## ASSIGNMENT
Write out the listing exactly as it is given.
BEGIN SUPPLIED ENTRIES
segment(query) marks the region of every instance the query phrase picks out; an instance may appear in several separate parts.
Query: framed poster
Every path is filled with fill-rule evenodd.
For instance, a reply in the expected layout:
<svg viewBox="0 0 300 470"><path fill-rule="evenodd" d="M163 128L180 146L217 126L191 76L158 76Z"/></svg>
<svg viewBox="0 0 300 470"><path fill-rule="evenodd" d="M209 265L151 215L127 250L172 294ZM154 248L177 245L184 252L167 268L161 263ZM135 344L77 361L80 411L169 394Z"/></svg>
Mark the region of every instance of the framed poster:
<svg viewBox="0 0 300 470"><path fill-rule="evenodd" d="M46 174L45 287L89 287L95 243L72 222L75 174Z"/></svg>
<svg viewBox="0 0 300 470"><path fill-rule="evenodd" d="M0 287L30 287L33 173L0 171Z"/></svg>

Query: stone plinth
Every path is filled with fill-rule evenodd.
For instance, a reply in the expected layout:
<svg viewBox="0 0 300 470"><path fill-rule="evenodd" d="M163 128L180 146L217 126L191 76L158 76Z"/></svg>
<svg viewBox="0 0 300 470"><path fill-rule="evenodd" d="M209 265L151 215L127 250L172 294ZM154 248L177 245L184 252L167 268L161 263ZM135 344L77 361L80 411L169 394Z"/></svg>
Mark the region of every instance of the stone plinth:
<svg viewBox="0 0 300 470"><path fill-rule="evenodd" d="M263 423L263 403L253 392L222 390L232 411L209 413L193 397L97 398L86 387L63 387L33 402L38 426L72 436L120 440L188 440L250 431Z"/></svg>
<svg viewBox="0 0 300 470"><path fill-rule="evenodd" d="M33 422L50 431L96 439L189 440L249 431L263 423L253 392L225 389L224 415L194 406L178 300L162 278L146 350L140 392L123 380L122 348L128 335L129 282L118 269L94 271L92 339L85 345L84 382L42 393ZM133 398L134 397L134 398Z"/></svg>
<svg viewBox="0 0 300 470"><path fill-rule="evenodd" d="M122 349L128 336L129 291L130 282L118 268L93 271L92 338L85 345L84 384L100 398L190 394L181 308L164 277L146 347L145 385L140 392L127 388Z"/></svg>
END SUPPLIED ENTRIES
## FINAL ANSWER
segment(query) marks the region of every instance the query phrase picks out; an instance may appear in several separate parts.
Query: framed poster
Every path is filled with fill-rule evenodd.
For instance, a reply in the expected layout:
<svg viewBox="0 0 300 470"><path fill-rule="evenodd" d="M163 128L180 146L217 126L191 76L158 76Z"/></svg>
<svg viewBox="0 0 300 470"><path fill-rule="evenodd" d="M209 265L151 215L127 250L172 294ZM154 248L177 245L184 252L167 268L161 263ZM135 344L77 361L80 411L169 394Z"/></svg>
Mark the region of every instance of the framed poster:
<svg viewBox="0 0 300 470"><path fill-rule="evenodd" d="M46 174L45 287L89 287L95 243L72 222L75 174Z"/></svg>
<svg viewBox="0 0 300 470"><path fill-rule="evenodd" d="M0 287L30 287L33 173L0 171Z"/></svg>

Query: stone plinth
Every path is filled with fill-rule evenodd.
For instance, a reply in the expected layout:
<svg viewBox="0 0 300 470"><path fill-rule="evenodd" d="M163 128L180 146L217 126L191 76L158 76Z"/></svg>
<svg viewBox="0 0 300 470"><path fill-rule="evenodd" d="M209 265L151 215L127 250L172 294ZM154 248L177 245L184 252L167 268L161 263ZM135 344L77 361L80 411L169 394Z"/></svg>
Mark the region of every instance of the stone plinth:
<svg viewBox="0 0 300 470"><path fill-rule="evenodd" d="M263 423L263 403L253 392L222 390L232 411L209 413L193 397L97 398L86 387L63 387L33 402L38 426L72 436L120 440L188 440L250 431Z"/></svg>
<svg viewBox="0 0 300 470"><path fill-rule="evenodd" d="M33 422L50 431L96 439L189 440L249 431L263 423L253 392L225 389L224 415L194 406L178 300L162 278L146 350L140 392L123 380L122 348L128 335L129 282L118 269L94 271L92 339L85 345L84 382L42 393ZM133 398L134 397L134 398Z"/></svg>
<svg viewBox="0 0 300 470"><path fill-rule="evenodd" d="M122 349L128 336L129 291L130 282L118 268L93 271L92 338L85 345L84 384L100 398L190 394L181 308L164 277L146 347L145 385L140 392L127 388Z"/></svg>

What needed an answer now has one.